_BLOQUE DE TEXTO_:
----------------

Jorge Rodríguez Guerra

Los procesos de remercantilización y su efecto
sobre el pacto social de la posguerra
(Disenso, nº 41, octubre de 2003) 

La globalización es un fenómeno multidimensional, heterogéneo, contradictorio y con resultados diversos según sean los espacios socioeconómicos en que penetra. De sus múltiples dimensiones, el presente artículo trata de lo que tal vez tenga un carácter nuclear: la mercantilización de todos los órdenes de la vida socioeconómica, lo que incluye especialmente la remercantilización de los procesos socioeconómicos que habían sido total o parcialmente desmercantilizados por el desarrollo del Estado de Bienestar. Esto tiene enormes consecuencias sobre la ‘cuestión social’, cuyo análisis a partir de los años ’70 está focalizado en el fenómeno de la ‘exclusión social’, que será objeto de un artículo posterior.

Se puede subsumir en el concepto de globalización el conjunto de transformaciones experimentado por el capitalismo avanzado, y por extensión la economía mundial, desde la década de los ’70 hasta la actualidad. Estos cambios han sido esencialmente de orden económico y han afectado tanto al proceso de producción —crisis del fordismo y aparición de nuevas formas de organización del trabajo y la producción, introducción masiva de nuevas tecnologías de la información, etcétera— como al de circulación —disminución de trabas y obstáculos a la libre circulación del capital (muy especialmente del financiero), intensificación del comercio mundial (particularmente entre los propios países capitalistas avanzados) y enorme aceleración del proceso de circulación, entre otros—.

----------------

Entradas de un conjunto de datos de señalamiento de puntos
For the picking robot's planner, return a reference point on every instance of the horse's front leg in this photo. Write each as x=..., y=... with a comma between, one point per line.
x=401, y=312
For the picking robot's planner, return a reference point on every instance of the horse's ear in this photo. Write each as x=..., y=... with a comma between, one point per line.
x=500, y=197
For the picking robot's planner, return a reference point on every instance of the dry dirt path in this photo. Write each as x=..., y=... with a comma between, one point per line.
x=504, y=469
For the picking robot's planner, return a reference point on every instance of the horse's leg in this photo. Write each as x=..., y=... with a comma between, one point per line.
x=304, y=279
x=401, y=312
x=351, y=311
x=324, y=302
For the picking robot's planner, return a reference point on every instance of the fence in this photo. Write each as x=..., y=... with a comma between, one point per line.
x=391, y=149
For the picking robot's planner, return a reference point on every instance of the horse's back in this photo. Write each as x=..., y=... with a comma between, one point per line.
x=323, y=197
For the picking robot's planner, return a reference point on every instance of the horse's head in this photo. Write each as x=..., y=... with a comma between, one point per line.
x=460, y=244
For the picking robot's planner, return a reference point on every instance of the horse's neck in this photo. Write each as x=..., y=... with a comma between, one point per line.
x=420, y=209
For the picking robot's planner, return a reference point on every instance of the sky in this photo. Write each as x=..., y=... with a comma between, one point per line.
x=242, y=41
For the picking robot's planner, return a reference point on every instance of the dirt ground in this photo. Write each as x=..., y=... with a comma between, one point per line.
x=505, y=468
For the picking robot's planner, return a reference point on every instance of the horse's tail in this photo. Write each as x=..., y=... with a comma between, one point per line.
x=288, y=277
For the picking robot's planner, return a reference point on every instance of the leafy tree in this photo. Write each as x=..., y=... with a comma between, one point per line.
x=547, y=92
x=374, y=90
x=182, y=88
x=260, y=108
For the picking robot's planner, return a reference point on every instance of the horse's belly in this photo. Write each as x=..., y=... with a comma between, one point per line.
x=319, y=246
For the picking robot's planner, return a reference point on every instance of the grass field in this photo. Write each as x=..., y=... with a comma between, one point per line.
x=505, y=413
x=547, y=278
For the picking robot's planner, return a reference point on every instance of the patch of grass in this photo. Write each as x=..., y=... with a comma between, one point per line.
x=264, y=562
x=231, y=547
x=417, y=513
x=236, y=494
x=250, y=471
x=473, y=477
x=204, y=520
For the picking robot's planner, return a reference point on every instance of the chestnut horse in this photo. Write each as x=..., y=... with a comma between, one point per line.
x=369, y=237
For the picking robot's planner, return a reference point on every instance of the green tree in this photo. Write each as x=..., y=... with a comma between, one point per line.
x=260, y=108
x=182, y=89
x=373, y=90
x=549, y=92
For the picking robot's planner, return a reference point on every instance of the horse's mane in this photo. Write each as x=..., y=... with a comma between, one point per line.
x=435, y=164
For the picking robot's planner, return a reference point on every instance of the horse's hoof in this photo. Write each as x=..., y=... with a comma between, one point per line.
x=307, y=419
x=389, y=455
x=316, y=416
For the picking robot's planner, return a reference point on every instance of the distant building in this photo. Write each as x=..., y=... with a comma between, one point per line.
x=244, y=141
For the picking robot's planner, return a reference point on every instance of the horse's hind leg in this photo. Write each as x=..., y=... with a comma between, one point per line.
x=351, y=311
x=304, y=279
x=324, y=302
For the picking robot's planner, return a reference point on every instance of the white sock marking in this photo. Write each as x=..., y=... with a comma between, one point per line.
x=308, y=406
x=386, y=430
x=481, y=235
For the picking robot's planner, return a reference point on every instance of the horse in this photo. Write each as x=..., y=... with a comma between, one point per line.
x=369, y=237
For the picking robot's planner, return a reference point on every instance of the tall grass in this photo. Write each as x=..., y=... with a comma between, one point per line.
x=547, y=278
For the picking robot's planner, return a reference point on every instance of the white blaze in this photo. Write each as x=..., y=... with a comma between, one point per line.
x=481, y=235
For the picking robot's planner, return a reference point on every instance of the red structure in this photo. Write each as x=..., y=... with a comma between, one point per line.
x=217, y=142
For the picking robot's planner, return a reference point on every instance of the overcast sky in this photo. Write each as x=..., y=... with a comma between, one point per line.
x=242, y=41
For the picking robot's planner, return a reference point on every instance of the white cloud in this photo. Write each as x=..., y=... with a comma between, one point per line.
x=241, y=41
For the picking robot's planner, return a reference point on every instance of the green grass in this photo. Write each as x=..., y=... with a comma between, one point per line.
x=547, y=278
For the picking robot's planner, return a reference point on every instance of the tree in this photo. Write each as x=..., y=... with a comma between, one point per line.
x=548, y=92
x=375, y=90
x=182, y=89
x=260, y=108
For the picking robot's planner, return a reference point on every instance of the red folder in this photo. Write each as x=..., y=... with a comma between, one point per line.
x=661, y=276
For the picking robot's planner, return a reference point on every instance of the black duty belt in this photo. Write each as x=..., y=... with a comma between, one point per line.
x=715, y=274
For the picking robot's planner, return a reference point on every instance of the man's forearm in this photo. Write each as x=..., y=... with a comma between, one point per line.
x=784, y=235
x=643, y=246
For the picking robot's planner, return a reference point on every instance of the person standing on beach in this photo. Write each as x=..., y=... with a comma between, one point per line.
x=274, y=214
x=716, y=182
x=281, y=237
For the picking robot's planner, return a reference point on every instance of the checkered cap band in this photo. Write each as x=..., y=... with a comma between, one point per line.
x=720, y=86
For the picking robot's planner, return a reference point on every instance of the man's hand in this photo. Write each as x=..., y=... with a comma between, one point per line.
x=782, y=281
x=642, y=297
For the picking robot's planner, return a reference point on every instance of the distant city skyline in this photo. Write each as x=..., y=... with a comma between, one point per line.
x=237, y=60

----------------

_TAREA PROPUESTA 1_: Explica en una a tres oraciones por qué, de las múltiples dimensiones de la globalización, el texto sobre la remercantilización elige ocuparse de la mercantilización de todos los órdenes de la vida socioeconómica.
_TAREA PROPUESTA 2_: Por favor, transcribe sin ningún cambio el tramo de los registros que va desde la línea que contiene "the horse's neck" hasta la línea que contiene "x=319, y=246", ambas incluidas.
Los registros no guardan relación alguna con el texto sobre la remercantilización.

_RESPUESTA DEL EJERCICIO 1_: Porque es la dimensión que tal vez tenga un carácter nuclear. Esa mercantilización incluye especialmente la remercantilización de los procesos socioeconómicos que el desarrollo del Estado de Bienestar había desmercantilizado total o parcialmente.

_RESPUESTA DEL EJERCICIO 2_:
For the picking robot's planner, return a reference point on every instance of the horse's neck in this photo. Write each as x=..., y=... with a comma between, one point per line.
x=420, y=209
For the picking robot's planner, return a reference point on every instance of the sky in this photo. Write each as x=..., y=... with a comma between, one point per line.
x=242, y=41
For the picking robot's planner, return a reference point on every instance of the dirt ground in this photo. Write each as x=..., y=... with a comma between, one point per line.
x=505, y=468
For the picking robot's planner, return a reference point on every instance of the horse's tail in this photo. Write each as x=..., y=... with a comma between, one point per line.
x=288, y=277
For the picking robot's planner, return a reference point on every instance of the leafy tree in this photo. Write each as x=..., y=... with a comma between, one point per line.
x=547, y=92
x=374, y=90
x=182, y=88
x=260, y=108
For the picking robot's planner, return a reference point on every instance of the horse's belly in this photo. Write each as x=..., y=... with a comma between, one point per line.
x=319, y=246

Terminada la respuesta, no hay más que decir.